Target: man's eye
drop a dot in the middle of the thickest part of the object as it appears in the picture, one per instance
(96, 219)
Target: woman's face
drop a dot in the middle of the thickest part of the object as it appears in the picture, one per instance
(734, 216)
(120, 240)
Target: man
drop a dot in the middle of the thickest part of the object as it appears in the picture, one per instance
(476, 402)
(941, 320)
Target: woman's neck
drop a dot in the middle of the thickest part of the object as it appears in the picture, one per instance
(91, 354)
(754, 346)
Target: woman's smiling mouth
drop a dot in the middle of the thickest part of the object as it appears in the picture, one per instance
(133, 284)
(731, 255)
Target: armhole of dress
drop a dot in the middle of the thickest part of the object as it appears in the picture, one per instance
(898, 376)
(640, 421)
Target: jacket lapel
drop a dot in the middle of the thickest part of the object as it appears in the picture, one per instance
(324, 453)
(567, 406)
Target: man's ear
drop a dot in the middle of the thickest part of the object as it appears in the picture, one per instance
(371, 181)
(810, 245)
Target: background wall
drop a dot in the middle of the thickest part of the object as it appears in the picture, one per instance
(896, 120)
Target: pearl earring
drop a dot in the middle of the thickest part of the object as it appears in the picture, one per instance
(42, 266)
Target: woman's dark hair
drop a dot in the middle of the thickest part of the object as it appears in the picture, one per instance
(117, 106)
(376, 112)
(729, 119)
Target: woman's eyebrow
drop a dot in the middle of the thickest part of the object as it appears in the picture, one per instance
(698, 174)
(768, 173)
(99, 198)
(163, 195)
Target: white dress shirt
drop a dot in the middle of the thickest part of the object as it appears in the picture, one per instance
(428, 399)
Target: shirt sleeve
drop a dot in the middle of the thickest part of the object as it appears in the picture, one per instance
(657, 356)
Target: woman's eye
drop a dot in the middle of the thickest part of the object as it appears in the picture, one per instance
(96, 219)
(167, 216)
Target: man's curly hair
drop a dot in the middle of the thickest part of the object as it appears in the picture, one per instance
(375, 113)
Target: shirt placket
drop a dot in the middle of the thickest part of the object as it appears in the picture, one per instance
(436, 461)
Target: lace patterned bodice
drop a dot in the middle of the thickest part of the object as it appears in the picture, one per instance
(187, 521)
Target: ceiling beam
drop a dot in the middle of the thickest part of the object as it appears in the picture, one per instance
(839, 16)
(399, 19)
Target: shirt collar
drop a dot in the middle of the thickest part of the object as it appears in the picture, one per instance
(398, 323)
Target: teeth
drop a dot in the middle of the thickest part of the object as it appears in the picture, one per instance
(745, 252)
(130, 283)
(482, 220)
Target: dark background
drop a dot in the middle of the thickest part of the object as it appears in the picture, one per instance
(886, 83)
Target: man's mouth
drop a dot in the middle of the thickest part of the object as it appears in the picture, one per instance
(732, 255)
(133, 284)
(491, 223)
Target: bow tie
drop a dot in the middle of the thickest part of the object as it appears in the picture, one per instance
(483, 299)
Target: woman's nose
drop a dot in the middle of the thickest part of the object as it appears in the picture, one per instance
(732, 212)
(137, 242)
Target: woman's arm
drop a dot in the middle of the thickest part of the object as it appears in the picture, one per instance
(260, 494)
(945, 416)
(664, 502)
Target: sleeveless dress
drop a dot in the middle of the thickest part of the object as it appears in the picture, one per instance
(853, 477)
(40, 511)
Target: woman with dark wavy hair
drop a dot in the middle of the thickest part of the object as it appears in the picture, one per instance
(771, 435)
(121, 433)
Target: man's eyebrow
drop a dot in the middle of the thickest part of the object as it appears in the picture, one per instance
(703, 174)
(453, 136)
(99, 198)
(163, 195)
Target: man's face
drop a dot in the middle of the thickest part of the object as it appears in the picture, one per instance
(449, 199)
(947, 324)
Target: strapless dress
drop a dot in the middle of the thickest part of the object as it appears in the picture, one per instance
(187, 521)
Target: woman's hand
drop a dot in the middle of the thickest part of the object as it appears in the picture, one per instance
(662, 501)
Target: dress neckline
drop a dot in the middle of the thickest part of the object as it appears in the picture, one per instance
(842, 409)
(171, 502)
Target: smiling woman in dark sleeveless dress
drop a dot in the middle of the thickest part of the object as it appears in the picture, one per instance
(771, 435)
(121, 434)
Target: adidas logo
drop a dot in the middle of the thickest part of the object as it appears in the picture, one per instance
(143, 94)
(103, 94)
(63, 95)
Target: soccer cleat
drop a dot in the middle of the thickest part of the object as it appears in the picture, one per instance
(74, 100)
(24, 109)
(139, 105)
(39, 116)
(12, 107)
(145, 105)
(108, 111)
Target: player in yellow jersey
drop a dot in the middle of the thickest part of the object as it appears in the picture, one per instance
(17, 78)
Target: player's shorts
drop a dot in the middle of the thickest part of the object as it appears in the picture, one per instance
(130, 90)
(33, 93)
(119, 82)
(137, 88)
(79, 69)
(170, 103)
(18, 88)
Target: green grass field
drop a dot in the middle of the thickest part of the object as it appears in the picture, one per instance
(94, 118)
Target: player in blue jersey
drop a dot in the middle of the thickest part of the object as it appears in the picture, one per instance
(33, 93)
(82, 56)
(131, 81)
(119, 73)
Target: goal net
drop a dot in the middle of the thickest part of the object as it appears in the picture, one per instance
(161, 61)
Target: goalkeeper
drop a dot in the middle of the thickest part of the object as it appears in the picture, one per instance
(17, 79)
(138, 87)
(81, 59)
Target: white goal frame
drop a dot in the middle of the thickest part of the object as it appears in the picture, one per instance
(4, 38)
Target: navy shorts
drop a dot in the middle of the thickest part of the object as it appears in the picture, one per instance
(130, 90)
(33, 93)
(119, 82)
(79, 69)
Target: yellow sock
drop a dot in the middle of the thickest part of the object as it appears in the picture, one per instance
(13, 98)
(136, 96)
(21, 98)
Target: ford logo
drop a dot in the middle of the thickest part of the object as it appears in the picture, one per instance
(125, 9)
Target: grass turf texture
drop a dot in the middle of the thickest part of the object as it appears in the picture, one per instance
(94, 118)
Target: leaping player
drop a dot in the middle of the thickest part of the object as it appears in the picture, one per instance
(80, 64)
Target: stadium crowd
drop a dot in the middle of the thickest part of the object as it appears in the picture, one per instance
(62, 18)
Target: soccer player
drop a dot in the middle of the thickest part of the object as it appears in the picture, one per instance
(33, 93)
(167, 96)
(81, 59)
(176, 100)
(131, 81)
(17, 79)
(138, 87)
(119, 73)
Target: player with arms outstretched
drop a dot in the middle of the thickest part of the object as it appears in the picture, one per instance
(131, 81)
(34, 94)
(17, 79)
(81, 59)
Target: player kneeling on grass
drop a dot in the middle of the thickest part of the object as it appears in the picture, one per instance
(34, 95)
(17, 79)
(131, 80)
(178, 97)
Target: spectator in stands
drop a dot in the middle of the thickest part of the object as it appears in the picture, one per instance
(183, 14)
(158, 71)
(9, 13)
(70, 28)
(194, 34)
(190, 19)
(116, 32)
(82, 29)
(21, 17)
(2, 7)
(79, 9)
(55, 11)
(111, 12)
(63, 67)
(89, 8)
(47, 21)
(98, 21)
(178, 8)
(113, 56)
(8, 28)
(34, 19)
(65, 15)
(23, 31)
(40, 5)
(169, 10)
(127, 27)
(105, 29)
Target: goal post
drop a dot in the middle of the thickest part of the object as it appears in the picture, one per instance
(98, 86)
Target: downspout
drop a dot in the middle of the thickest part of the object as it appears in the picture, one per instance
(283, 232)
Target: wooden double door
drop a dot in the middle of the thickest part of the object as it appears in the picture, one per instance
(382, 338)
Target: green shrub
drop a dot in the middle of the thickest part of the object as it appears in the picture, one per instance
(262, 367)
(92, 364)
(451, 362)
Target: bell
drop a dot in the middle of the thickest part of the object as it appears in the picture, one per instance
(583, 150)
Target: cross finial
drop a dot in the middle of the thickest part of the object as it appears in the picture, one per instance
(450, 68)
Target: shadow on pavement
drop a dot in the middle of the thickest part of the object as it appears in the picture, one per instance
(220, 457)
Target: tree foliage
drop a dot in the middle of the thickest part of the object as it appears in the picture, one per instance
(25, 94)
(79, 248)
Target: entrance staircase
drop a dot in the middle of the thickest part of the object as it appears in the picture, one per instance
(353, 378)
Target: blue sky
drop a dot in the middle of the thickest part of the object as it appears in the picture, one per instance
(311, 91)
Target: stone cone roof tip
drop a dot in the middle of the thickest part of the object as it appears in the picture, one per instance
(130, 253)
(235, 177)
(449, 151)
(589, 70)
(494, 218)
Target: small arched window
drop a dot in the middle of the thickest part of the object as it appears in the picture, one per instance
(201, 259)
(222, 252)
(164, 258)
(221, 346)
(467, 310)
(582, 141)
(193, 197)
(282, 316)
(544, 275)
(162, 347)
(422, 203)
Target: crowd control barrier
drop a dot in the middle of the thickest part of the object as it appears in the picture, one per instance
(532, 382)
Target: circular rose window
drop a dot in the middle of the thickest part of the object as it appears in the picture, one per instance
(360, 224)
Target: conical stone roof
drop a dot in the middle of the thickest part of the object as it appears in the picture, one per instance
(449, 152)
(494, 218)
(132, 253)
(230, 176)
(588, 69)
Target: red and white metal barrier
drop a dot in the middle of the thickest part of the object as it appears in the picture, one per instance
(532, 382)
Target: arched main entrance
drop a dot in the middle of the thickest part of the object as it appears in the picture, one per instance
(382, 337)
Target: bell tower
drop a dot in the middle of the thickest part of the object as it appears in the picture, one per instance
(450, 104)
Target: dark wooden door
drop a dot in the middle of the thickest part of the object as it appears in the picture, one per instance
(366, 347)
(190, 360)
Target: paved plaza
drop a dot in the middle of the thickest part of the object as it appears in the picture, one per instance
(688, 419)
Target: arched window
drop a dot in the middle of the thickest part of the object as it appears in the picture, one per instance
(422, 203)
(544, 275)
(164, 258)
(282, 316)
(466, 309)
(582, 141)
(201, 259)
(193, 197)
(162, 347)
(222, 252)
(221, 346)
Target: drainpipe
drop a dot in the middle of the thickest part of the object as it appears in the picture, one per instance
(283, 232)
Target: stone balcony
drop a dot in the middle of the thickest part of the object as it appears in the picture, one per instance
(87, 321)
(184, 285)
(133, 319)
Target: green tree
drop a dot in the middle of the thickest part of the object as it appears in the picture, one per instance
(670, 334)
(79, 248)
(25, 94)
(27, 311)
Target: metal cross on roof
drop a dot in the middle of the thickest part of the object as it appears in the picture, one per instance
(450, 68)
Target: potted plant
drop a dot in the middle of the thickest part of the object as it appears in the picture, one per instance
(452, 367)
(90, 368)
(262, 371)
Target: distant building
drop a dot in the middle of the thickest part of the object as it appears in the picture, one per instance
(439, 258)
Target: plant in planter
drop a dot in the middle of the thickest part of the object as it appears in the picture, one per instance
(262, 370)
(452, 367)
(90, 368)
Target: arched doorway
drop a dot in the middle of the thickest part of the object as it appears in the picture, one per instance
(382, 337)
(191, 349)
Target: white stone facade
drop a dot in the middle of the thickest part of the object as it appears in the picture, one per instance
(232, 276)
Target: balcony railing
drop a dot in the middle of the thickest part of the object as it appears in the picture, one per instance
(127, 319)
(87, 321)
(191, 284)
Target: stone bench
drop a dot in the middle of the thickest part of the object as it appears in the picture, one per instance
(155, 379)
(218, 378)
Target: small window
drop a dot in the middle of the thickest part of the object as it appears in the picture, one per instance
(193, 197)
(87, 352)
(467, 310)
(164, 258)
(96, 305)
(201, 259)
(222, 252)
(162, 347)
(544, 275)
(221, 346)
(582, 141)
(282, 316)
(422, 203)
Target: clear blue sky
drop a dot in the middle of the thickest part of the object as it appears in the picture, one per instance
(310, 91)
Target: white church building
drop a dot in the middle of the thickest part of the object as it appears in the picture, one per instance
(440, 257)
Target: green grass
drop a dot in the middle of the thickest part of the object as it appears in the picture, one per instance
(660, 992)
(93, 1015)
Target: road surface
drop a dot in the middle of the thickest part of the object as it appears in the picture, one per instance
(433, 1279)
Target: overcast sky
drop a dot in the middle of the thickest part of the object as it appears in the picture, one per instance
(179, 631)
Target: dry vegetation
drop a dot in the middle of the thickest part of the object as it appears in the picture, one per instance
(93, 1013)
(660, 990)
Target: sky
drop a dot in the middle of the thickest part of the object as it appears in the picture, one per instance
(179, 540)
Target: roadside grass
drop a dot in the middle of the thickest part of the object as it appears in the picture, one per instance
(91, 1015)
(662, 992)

Request:
Rewrite the stretch of entries from the line containing "Target: balcony railing" through the end of the entries, including every request line, but multiply each coordinate in the answer points by 0.95 and round it to a whole number, with halves rounded up. Give only those lines.

Full solution:
Target: balcony railing
drop a dot in the middle of the thickest part of the object as it appears in the picture, one per instance
(121, 303)
(83, 305)
(181, 270)
Target: stone bench
drop a dot in the middle of the thickest part of the object as it appears in the picture, one per instance
(147, 360)
(207, 359)
Target: small window
drop a dot in the middle of the thickest part of the object as it appears in the picture, one per instance
(183, 187)
(83, 334)
(444, 295)
(156, 245)
(91, 290)
(191, 246)
(211, 239)
(154, 330)
(517, 261)
(210, 329)
(553, 134)
(268, 300)
(401, 193)
Target: clear blue sky
drop a dot in the middle of the thickest part of the object as it appears in the picture, one per instance
(295, 86)
Target: white church building
drop a dot in the middle of the thickest part of the object as it appears in the picture, one per instance
(418, 244)
Target: green grass
drop a dot in the middle of the thickest part of the object as it appears in the picture, one per instance
(627, 942)
(88, 964)
Target: road surface
drop a dot in the middle of the thickest part of the object as it appears in the picture, one per instance
(411, 1215)
Target: overcast sky
drop a dot in the middle of the thickest part of the object as it appears in the picture, one per instance
(170, 599)
Target: dry vegetation
drop a dot in the middle of the thickest part of the object as it appears in the picture, one per instance
(88, 962)
(627, 941)
Target: sky
drop a dot in the middle of the thickest part of the object as it appears in the picture, one per instance
(170, 513)
Target: roadside grass
drop a dot in the middle of the thickest part of the object as it appears in the picture, one per instance
(86, 964)
(629, 942)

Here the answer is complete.